start EXERCISE MATERIAL

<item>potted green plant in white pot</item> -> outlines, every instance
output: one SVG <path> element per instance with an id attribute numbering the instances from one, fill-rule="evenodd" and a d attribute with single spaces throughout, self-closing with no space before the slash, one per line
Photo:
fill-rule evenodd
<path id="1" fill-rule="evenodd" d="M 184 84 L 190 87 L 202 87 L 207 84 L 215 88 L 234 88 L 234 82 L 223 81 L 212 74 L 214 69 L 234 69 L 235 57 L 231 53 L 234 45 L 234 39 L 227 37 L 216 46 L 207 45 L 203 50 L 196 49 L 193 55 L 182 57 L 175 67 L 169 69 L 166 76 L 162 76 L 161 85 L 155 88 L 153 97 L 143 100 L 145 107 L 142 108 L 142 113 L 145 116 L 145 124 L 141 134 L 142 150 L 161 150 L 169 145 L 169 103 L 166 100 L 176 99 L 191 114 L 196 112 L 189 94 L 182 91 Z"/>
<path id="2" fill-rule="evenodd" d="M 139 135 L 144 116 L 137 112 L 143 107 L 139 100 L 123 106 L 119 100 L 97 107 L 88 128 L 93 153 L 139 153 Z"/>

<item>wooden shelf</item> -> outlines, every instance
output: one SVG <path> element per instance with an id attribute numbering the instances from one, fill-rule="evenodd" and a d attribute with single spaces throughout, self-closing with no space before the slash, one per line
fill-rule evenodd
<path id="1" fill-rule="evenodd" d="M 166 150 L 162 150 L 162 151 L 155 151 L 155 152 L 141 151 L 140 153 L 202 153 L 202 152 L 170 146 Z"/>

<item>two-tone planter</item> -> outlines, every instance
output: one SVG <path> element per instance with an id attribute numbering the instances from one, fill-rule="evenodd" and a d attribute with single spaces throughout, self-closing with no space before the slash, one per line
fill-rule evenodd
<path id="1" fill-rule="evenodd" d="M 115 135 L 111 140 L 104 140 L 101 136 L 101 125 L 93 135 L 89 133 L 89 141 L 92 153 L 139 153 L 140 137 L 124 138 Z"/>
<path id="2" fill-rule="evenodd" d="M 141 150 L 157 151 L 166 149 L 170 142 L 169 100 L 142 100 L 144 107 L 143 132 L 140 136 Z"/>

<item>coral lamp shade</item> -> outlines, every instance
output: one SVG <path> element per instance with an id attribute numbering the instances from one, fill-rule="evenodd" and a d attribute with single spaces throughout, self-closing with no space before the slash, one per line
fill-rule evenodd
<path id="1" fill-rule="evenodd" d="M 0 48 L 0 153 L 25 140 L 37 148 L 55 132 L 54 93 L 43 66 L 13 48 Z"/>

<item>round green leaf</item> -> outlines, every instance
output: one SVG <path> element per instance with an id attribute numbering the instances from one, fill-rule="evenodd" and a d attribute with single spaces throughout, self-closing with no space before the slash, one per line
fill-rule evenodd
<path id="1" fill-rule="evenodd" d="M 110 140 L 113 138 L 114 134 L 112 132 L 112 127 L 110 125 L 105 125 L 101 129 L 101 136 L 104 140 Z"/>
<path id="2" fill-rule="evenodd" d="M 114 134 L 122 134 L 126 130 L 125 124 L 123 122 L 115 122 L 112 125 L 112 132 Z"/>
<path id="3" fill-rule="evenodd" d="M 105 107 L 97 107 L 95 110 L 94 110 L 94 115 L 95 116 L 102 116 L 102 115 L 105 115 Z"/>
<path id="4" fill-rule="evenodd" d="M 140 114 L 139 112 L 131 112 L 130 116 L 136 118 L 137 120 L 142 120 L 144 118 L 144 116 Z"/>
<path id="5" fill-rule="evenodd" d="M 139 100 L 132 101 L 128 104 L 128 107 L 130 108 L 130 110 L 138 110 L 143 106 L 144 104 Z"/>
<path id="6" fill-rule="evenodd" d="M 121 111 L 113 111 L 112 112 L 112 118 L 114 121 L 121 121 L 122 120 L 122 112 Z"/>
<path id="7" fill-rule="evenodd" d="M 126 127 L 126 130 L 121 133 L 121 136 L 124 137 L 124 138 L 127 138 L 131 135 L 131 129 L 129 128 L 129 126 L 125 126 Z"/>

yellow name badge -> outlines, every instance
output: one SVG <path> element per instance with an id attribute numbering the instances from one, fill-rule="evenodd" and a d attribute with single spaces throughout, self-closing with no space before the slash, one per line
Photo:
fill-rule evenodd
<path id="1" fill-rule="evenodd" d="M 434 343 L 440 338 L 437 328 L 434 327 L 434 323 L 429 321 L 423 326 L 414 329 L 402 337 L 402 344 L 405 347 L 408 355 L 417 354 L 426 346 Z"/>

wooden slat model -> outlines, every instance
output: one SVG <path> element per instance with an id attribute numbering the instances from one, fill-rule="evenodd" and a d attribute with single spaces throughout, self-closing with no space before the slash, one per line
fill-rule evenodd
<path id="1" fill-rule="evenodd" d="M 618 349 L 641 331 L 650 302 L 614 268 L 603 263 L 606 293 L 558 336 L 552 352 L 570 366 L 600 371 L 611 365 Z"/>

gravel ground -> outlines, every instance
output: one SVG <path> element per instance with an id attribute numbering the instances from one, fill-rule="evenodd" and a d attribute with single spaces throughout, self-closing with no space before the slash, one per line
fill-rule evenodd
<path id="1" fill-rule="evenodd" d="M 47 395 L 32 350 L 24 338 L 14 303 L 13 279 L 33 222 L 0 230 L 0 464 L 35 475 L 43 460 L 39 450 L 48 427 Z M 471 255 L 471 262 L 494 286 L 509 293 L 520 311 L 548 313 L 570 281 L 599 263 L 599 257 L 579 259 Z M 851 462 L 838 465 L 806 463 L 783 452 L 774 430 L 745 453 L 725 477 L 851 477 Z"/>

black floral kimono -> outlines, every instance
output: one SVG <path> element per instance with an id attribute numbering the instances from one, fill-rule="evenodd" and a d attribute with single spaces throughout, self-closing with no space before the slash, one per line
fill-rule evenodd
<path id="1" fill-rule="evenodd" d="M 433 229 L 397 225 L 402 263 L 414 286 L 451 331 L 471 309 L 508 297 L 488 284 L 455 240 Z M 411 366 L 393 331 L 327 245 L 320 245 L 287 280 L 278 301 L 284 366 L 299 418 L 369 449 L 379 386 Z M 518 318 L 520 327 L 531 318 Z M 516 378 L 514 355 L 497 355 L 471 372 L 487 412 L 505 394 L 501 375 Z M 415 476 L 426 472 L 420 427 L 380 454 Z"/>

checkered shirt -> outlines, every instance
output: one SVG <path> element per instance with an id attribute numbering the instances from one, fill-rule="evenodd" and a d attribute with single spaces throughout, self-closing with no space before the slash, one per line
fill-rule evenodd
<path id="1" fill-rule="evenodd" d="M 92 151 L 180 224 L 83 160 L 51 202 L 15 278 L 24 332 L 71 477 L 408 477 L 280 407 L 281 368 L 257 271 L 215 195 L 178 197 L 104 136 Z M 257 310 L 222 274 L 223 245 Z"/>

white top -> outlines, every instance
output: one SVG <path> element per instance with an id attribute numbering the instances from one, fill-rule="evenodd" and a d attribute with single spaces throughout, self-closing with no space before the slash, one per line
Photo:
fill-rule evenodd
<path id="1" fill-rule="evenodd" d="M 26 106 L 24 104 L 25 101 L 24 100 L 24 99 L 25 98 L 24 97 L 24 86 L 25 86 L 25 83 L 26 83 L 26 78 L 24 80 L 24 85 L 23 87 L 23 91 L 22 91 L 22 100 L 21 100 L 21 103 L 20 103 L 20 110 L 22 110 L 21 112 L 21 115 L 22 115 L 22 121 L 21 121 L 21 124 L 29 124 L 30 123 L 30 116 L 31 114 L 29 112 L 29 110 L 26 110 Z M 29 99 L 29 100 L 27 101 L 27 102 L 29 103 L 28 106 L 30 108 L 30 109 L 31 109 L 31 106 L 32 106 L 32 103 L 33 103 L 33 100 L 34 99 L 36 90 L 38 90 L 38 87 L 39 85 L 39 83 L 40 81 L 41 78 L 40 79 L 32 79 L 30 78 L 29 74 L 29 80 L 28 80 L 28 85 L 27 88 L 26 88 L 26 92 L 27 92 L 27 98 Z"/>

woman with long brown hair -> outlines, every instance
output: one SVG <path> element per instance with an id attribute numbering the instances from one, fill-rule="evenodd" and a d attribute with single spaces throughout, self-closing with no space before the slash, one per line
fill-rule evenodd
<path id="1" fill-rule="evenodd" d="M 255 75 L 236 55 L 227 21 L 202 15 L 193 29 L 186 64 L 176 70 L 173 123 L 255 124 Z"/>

end EXERCISE MATERIAL

▶ [SET PROBLEM] Retype the listing lines from the one containing "wooden slat model -> outlines, every instance" through the one containing "618 349 L 641", both included, exactly as they stand.

▶ [THE ANSWER]
wooden slat model -> outlines, every instance
output: one SVG <path> element per instance with an id attribute numbering the instances from one, fill-rule="evenodd" and a d attribute with single spaces throughout, self-closing with no space before the slash, one per line
fill-rule evenodd
<path id="1" fill-rule="evenodd" d="M 618 349 L 641 331 L 650 302 L 614 268 L 603 263 L 606 293 L 558 336 L 552 352 L 570 366 L 600 371 L 611 365 Z"/>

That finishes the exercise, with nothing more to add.